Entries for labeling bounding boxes
★ ★ ★ ★ ★

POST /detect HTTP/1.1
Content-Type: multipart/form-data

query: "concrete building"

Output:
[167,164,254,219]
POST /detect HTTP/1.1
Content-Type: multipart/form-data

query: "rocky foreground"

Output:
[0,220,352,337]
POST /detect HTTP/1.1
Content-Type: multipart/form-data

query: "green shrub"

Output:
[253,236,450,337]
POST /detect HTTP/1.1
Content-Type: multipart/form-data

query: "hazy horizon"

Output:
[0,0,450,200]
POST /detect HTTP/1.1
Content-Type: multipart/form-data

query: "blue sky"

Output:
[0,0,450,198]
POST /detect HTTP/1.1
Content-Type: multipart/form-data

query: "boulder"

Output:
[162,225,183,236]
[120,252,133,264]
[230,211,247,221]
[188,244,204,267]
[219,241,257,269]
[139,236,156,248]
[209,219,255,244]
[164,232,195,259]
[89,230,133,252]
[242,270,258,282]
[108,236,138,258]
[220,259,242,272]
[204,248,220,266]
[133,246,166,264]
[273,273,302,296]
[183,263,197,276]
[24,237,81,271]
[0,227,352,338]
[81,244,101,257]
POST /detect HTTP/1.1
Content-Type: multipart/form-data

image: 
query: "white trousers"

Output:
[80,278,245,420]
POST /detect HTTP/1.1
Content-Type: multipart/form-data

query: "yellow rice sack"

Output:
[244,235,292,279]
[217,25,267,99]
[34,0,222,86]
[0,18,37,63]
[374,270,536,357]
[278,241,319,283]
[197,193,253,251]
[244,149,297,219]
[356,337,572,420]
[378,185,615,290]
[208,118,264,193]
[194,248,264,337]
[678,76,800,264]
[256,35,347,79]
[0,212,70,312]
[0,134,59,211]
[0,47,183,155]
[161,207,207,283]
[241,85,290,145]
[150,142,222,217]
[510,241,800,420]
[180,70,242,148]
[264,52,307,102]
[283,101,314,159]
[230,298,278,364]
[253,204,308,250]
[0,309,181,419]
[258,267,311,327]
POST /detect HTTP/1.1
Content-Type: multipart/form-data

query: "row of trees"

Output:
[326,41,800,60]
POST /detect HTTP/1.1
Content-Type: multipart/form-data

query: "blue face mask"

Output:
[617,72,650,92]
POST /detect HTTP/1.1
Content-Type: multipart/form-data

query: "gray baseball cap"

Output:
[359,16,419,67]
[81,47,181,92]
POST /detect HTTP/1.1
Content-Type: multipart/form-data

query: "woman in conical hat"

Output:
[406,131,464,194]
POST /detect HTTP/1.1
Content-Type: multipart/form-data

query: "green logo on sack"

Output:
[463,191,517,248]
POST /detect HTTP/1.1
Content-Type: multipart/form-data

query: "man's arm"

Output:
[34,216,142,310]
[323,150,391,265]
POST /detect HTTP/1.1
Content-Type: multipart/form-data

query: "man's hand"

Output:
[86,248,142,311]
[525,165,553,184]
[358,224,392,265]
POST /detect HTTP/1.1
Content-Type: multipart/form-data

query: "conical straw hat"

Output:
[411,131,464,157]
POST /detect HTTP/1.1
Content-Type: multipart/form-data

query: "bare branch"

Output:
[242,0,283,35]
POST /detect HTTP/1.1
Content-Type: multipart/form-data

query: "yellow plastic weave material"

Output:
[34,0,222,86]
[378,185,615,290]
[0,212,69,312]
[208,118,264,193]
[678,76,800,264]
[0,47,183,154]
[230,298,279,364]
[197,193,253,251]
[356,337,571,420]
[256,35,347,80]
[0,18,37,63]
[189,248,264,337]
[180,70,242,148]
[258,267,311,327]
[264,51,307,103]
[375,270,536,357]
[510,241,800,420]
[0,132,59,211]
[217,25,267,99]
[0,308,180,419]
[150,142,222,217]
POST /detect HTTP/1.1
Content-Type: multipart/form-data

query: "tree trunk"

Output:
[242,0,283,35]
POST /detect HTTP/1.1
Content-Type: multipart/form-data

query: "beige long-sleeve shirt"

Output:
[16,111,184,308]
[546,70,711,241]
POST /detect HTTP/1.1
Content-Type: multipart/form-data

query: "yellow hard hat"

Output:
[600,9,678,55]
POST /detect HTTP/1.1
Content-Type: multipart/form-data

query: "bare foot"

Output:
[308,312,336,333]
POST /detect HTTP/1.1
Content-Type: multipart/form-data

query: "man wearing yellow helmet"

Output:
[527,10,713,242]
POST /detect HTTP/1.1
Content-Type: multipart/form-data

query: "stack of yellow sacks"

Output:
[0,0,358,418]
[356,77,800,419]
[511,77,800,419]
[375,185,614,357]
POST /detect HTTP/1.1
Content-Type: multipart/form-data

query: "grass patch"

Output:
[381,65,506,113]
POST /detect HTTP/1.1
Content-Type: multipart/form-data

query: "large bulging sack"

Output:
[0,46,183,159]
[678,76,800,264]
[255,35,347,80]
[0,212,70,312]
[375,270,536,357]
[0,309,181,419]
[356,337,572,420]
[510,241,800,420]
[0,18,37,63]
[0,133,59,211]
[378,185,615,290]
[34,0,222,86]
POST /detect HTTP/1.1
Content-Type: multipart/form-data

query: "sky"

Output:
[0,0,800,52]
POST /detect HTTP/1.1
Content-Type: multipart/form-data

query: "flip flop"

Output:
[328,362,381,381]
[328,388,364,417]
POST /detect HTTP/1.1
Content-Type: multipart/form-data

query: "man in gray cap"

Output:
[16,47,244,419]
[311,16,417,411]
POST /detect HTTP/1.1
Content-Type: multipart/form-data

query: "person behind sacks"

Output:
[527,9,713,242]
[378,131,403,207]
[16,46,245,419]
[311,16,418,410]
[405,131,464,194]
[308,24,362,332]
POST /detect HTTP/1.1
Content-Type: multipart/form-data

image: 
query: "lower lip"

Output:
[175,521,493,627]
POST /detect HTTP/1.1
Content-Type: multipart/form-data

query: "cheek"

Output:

★ ★ ★ ★ ★

### To be done
Repeat every line of the records above word for word, leaving none of them out.

### Problem solution
POST /detect HTTP/1.1
Content-Type: multipart/form-data

query: "concrete building"

Output:
[167,164,254,219]
POST /detect HTTP/1.1
Content-Type: multipart/form-data

query: "rocky foreground"

Output:
[0,220,352,337]
POST /detect HTTP/1.1
Content-Type: multipart/form-data

query: "green shrub"

Output:
[253,236,450,337]
POST /detect HTTP/1.1
Content-Type: multipart/form-data

query: "hazy horizon"

Output:
[0,0,450,200]
POST /detect HTTP/1.1
Content-Type: multipart/form-data

query: "blue sky"

Output:
[0,0,450,198]
POST /detect HTTP/1.1
Content-Type: multipart/form-data

query: "boulder"

Output:
[162,225,183,236]
[120,252,133,264]
[230,211,247,221]
[188,244,204,267]
[219,241,257,269]
[139,236,156,248]
[209,219,255,244]
[164,232,195,259]
[89,230,133,252]
[242,270,258,282]
[108,236,138,258]
[220,259,242,272]
[204,248,220,266]
[133,246,166,264]
[273,273,302,296]
[183,263,197,276]
[24,237,81,271]
[0,227,352,338]
[81,244,101,257]
POST /detect HTTP/1.1
Content-Type: multipart/form-data

image: 
query: "white trousers"

Output:
[80,278,245,420]
POST /detect HTTP/1.1
Content-Type: multipart/form-data

query: "yellow rice sack"

Output:
[244,235,292,279]
[217,25,267,99]
[34,0,222,86]
[0,18,37,63]
[374,270,536,357]
[278,241,319,283]
[197,193,253,251]
[244,149,297,219]
[356,337,572,420]
[378,185,615,290]
[208,118,264,193]
[194,248,264,337]
[678,76,800,264]
[256,35,347,79]
[0,212,70,312]
[0,134,59,211]
[0,47,183,155]
[161,207,207,283]
[241,85,290,145]
[150,142,222,217]
[510,241,800,420]
[180,70,242,148]
[264,52,307,102]
[283,101,314,159]
[230,298,278,364]
[253,204,308,250]
[0,309,181,419]
[258,267,311,327]
POST /detect HTTP/1.1
Content-Type: multipart/form-data

query: "row of trees"

Output:
[326,41,800,60]
POST /detect HTTP/1.1
Content-Type: multipart/form-data

query: "blue face mask"

Output:
[617,72,650,92]
POST /detect HTTP/1.1
Content-Type: multipart/form-data

query: "gray baseball cap"

Output:
[359,16,419,67]
[81,47,181,92]
POST /detect HTTP/1.1
Content-Type: multipart/form-data

query: "woman in conical hat"

Output:
[406,131,464,194]
POST /detect HTTP/1.1
Content-Type: multipart/form-data

query: "green logo on sack"

Output:
[463,191,517,248]
POST /detect HTTP/1.1
Content-Type: multipart/form-data

query: "man's arm"

Output:
[34,216,142,310]
[323,150,391,265]
POST /detect HTTP/1.1
Content-Type: multipart/form-data

query: "man's hand"

Output:
[86,248,142,311]
[525,165,553,184]
[358,224,392,265]
POST /detect HTTP/1.1
Content-Type: multipart/form-data

query: "conical straw hat"

Output:
[411,131,464,157]
POST /detect HTTP/1.1
Content-Type: multipart/form-data

query: "bare branch"

Output:
[242,0,283,35]
POST /detect HTTP/1.1
Content-Type: multipart/form-data

query: "yellow plastic weave material"

Output:
[34,0,222,86]
[378,185,615,290]
[0,212,69,312]
[208,118,264,193]
[678,76,800,264]
[0,47,183,154]
[230,298,279,364]
[197,193,253,251]
[356,337,571,420]
[256,35,347,80]
[0,18,37,63]
[189,248,264,337]
[180,70,242,148]
[258,267,311,327]
[264,51,307,103]
[375,270,536,357]
[510,241,800,420]
[0,132,59,211]
[217,25,267,99]
[0,308,180,419]
[150,142,222,217]
POST /detect HTTP/1.1
Content-Type: multipart/form-data

query: "tree trunk"

Output:
[242,0,283,35]
POST /detect HTTP/1.1
Content-Type: multipart/form-data

query: "beige long-sleeve shirt"

Output:
[16,111,184,308]
[546,70,711,241]
POST /detect HTTP/1.1
Content-Type: multipart/form-data

query: "yellow hard hat"

Output:
[600,9,678,55]
POST /detect HTTP/1.1
Content-Type: multipart/form-data

query: "bare foot"

Output:
[308,312,336,333]
POST /detect HTTP/1.1
Content-Type: multipart/form-data

query: "man wearing yellow helmet"

Output:
[527,10,713,242]
POST /detect HTTP/1.1
Content-Type: multipart/form-data

query: "stack of yellow sacks"

Output:
[0,0,358,418]
[356,77,800,419]
[511,77,800,419]
[375,185,614,357]
POST /detect HTTP/1.1
Content-Type: multipart/form-data

query: "grass patch"

Output:
[381,65,506,113]
POST /detect HTTP/1.1
Content-Type: multipart/form-data

query: "large bulging sack"

Output:
[0,46,183,159]
[678,76,800,264]
[255,35,347,80]
[0,212,70,312]
[375,270,536,357]
[0,309,181,419]
[356,337,572,420]
[510,241,800,420]
[0,18,37,63]
[0,133,59,211]
[378,185,615,290]
[34,0,222,86]
POST /detect HTTP/1.1
Content-Type: multipart/form-data

query: "sky"

Output:
[0,0,800,52]
POST /detect HTTP/1.1
Content-Type: multipart/form-data

query: "flip flop"

Output:
[328,362,381,381]
[328,388,364,417]
POST /detect HTTP/1.1
Content-Type: multipart/form-data

query: "man in gray cap"

Output:
[16,47,244,419]
[311,16,417,411]
POST /detect HTTP/1.1
Content-Type: multipart/form-data

query: "person behind sacks"

Output:
[527,9,713,242]
[378,131,403,207]
[16,46,245,419]
[311,16,418,410]
[405,131,464,194]
[308,24,362,332]
POST /detect HTTP/1.1
Content-Type: multipart/form-data

image: 
query: "lower lip"

Output:
[175,521,493,627]
POST /detect HTTP/1.1
Content-Type: multipart/form-data

query: "cheek"

Output:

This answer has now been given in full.